## [MATERIAL PROVIDED]
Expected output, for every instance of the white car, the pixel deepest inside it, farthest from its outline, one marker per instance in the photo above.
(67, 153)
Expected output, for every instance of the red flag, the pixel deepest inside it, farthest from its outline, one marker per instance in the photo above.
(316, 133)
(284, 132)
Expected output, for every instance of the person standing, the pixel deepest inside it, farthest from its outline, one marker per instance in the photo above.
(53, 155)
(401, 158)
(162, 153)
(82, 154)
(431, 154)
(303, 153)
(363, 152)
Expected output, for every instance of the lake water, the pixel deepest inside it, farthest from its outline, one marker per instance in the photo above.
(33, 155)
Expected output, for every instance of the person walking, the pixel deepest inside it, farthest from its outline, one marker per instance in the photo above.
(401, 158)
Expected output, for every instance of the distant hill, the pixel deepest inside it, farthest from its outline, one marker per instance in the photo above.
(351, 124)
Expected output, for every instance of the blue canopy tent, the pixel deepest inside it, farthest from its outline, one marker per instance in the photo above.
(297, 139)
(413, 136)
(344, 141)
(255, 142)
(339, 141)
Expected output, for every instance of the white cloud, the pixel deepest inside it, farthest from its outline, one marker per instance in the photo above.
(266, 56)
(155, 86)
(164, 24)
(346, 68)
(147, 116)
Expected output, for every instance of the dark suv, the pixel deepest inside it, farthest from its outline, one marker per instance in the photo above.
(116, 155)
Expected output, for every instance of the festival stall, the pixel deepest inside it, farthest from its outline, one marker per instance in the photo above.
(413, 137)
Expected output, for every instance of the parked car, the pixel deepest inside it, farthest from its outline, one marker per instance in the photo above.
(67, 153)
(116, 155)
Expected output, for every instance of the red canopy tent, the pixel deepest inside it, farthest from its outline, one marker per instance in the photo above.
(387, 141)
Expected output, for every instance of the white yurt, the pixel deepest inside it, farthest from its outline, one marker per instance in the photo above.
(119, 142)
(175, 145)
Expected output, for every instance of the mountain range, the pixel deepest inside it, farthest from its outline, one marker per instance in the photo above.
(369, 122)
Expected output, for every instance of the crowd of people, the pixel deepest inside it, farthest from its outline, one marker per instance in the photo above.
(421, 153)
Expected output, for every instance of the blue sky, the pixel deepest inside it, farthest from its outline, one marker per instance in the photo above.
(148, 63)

---

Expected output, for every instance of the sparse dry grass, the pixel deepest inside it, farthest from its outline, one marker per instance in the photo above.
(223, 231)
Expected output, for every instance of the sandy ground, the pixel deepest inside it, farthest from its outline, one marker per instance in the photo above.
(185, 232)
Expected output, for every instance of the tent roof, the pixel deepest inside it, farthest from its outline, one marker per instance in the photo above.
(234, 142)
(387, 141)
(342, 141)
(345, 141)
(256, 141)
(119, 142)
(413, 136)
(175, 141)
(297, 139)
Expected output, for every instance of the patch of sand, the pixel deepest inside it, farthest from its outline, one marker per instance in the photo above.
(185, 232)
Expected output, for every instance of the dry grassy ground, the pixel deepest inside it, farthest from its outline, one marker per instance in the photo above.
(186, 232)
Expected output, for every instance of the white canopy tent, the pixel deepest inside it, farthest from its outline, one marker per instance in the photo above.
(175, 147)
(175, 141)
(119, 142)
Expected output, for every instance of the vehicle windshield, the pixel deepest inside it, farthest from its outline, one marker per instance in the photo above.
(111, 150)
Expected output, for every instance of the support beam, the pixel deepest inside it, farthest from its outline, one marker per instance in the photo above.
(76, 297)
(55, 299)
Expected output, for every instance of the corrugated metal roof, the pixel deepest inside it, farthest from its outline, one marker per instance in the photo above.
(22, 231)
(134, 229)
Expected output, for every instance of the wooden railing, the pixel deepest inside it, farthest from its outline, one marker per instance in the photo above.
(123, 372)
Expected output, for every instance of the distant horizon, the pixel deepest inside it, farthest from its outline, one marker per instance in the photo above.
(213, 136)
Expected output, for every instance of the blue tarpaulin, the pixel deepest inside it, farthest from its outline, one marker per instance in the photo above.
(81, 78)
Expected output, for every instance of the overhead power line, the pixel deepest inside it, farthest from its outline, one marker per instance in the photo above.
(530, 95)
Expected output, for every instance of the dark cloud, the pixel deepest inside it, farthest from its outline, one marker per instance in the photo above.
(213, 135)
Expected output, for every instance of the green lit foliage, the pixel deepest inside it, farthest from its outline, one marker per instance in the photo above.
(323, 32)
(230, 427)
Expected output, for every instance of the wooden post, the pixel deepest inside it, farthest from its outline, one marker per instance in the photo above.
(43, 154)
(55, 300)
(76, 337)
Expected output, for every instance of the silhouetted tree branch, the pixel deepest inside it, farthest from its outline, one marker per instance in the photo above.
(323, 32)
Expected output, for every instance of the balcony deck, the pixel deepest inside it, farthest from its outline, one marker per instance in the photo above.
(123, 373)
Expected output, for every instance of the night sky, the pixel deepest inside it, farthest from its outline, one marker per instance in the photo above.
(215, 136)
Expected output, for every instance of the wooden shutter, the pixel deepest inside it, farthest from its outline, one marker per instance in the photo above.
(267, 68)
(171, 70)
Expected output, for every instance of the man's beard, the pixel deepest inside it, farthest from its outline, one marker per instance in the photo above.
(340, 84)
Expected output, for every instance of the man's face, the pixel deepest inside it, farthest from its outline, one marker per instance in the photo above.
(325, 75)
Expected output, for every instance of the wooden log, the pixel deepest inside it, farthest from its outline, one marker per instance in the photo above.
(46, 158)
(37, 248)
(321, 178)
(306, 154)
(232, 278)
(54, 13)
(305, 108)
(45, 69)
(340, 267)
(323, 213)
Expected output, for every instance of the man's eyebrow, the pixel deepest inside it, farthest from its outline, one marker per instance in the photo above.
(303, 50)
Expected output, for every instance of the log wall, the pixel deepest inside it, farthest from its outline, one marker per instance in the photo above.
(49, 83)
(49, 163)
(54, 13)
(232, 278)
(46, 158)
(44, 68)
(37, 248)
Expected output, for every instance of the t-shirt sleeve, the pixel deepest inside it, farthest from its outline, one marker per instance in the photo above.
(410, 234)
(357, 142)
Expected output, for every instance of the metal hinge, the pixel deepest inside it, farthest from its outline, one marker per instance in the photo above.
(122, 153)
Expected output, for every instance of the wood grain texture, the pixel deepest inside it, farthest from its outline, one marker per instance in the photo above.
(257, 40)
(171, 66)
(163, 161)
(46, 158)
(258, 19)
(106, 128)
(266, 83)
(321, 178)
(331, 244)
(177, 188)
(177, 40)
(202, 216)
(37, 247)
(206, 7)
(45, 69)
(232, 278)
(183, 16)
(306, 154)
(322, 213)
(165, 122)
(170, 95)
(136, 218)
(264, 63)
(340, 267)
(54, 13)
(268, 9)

## [TASK DIRECTIONS]
Select each line of the material above that contains the word "dark" and copy those lines in full.

## [WRITTEN REPLY]
Expected output, for every instance of the dark suv, the pixel deepest inside it, farthest from its outline, one marker per instance in the photo above.
Expected output, for every instance of the dark cloud, the pixel deepest inside it, farthest from its outline, one marker per instance in the photo above.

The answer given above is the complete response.